* Stated problem: Reproduce the lines from the one containing "the dark brown" through the one containing "pixel 39 312", with "photo" replaced by "image" and everything else unchanged. Leave out the picture.

* Given data:
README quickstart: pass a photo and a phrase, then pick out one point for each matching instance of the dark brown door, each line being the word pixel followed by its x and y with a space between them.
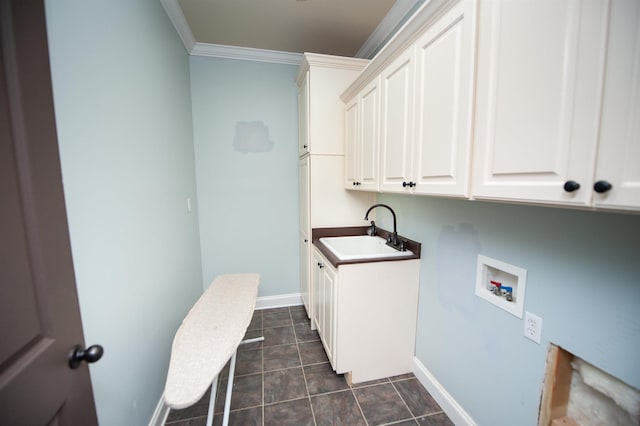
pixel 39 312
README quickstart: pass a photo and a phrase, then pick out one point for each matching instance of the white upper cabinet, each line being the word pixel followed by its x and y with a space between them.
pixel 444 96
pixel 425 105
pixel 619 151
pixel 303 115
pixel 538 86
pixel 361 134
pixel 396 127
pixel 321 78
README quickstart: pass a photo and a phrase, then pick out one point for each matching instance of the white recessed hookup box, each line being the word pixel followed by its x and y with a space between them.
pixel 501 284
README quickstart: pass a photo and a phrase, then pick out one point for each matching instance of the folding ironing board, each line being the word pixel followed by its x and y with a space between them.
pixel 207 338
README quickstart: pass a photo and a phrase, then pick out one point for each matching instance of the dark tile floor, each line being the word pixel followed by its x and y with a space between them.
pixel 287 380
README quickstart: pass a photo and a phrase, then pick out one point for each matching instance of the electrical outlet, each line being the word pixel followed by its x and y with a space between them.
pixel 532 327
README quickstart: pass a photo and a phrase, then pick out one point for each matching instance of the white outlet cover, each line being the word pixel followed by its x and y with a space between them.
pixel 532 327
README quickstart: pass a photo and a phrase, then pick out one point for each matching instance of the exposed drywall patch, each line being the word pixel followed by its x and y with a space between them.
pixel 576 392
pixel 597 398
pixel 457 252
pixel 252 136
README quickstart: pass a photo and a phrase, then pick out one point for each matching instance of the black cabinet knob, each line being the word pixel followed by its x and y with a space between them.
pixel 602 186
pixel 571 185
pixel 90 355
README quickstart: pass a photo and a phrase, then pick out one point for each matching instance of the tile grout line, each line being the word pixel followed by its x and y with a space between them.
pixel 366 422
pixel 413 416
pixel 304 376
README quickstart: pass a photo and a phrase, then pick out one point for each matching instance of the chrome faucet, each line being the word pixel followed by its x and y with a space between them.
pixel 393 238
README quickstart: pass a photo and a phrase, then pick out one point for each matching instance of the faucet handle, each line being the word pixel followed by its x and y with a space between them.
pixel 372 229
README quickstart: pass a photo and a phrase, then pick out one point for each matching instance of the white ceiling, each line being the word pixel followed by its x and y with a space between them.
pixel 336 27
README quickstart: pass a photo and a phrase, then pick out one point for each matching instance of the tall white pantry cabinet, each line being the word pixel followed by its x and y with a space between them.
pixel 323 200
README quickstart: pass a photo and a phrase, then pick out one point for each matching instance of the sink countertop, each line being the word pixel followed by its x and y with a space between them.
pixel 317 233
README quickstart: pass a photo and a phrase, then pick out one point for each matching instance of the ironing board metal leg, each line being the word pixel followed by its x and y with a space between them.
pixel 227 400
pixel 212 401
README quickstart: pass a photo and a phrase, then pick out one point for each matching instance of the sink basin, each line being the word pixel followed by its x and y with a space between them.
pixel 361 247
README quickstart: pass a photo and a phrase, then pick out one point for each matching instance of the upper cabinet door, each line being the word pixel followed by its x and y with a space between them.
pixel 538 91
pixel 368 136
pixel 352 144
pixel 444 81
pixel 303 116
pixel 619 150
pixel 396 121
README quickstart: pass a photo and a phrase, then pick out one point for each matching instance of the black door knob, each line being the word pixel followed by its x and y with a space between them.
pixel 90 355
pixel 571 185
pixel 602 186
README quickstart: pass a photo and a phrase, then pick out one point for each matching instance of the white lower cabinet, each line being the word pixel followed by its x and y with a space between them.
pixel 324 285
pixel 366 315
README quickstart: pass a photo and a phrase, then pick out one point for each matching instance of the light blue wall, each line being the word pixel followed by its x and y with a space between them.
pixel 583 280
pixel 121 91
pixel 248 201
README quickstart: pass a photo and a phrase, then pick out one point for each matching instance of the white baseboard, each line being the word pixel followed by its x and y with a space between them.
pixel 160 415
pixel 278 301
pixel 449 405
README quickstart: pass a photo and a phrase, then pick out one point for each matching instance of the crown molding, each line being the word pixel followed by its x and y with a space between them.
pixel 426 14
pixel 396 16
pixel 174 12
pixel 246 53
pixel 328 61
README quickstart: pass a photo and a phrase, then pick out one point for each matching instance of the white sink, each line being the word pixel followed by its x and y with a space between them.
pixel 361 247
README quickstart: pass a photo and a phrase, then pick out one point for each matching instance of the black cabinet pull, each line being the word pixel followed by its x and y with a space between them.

--

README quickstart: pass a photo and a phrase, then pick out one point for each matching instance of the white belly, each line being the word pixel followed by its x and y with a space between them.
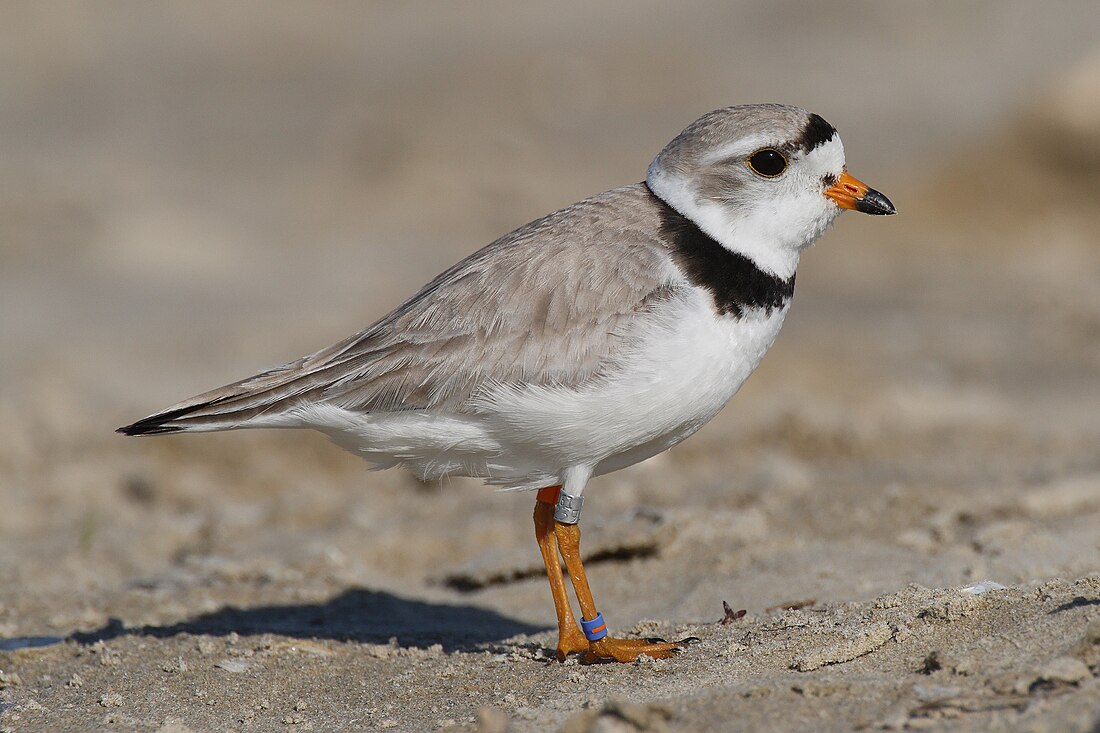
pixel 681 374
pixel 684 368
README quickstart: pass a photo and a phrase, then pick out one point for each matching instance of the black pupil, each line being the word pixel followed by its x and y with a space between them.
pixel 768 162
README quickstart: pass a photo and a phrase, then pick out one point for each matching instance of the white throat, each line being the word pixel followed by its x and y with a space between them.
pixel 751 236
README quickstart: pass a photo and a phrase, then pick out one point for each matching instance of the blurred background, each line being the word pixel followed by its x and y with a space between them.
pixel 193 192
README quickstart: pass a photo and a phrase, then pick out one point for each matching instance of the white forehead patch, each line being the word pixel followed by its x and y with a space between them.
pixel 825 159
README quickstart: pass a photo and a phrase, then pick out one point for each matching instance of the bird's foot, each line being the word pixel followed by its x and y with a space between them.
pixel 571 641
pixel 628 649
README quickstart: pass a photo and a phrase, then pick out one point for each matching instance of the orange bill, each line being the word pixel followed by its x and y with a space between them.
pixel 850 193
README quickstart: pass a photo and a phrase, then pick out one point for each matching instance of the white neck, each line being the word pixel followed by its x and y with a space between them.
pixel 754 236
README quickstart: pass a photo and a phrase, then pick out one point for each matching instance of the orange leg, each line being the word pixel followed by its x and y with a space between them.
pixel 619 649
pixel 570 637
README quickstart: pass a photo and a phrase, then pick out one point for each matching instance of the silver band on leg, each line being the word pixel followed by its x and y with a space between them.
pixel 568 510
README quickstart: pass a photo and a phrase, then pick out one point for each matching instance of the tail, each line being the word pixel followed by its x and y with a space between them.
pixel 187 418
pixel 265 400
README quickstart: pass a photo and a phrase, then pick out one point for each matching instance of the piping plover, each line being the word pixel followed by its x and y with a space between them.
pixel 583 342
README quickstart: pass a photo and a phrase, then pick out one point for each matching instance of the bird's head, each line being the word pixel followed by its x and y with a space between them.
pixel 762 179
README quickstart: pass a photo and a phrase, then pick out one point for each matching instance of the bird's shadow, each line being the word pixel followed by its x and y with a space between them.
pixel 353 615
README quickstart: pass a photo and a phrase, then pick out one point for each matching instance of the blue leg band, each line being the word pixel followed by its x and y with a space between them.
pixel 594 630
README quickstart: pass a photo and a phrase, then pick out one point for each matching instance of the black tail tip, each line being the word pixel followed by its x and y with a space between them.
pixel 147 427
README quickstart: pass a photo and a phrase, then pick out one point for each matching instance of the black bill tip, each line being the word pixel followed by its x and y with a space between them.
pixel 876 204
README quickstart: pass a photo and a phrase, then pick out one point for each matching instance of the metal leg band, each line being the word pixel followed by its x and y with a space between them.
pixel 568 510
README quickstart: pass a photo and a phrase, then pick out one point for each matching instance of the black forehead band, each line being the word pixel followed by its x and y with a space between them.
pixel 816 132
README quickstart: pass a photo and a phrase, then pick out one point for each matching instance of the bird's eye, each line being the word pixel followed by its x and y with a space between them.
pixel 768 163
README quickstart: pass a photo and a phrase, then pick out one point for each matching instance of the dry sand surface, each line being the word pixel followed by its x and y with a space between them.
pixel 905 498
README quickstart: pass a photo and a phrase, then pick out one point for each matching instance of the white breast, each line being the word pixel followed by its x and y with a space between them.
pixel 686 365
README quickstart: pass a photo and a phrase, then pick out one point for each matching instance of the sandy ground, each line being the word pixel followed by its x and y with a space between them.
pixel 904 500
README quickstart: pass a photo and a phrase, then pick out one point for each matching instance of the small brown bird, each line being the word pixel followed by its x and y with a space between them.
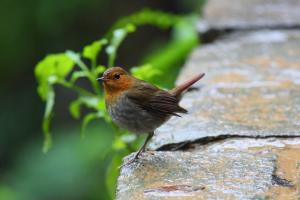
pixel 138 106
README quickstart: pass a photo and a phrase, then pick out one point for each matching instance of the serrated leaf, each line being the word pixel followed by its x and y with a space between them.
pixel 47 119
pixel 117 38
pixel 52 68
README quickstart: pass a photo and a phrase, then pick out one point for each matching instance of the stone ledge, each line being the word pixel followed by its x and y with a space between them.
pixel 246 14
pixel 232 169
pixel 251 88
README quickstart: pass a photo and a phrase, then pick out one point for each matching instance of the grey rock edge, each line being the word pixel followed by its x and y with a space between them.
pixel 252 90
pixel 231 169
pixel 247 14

* Finished answer:
README quickstart: pass a image and a phrase, then pick out one point for each matching instance of the dark brown door, each line being the word pixel followed by its x and y with a space between them.
pixel 39 312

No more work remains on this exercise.